Take the data below and filter it for lines containing the word "with"; show each line found.

• • •

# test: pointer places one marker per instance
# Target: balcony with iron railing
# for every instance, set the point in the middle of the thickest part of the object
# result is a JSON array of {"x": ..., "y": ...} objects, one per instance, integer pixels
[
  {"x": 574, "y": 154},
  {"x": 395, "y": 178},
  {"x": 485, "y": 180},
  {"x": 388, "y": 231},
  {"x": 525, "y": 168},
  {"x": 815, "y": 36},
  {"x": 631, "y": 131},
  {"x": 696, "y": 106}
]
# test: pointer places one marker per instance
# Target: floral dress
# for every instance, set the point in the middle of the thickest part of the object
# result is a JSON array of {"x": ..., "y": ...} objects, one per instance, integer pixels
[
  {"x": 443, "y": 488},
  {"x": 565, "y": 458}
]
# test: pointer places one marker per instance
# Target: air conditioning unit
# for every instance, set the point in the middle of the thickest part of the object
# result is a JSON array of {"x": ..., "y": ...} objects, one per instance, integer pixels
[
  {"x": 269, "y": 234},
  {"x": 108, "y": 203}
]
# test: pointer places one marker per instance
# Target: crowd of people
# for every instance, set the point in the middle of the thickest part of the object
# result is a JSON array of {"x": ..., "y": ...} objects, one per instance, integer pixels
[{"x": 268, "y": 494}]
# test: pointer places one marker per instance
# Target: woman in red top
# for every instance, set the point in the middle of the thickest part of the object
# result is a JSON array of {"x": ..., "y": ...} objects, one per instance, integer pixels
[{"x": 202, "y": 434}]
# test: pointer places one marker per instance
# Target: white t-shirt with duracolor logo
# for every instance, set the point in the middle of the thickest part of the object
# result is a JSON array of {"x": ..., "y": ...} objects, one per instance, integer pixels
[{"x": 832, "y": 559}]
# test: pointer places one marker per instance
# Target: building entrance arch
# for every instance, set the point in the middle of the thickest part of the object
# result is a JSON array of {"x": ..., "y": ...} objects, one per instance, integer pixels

• • •

Solution to this problem:
# Target: balcony with iron railing
# Target: white t-shirt with duracolor logo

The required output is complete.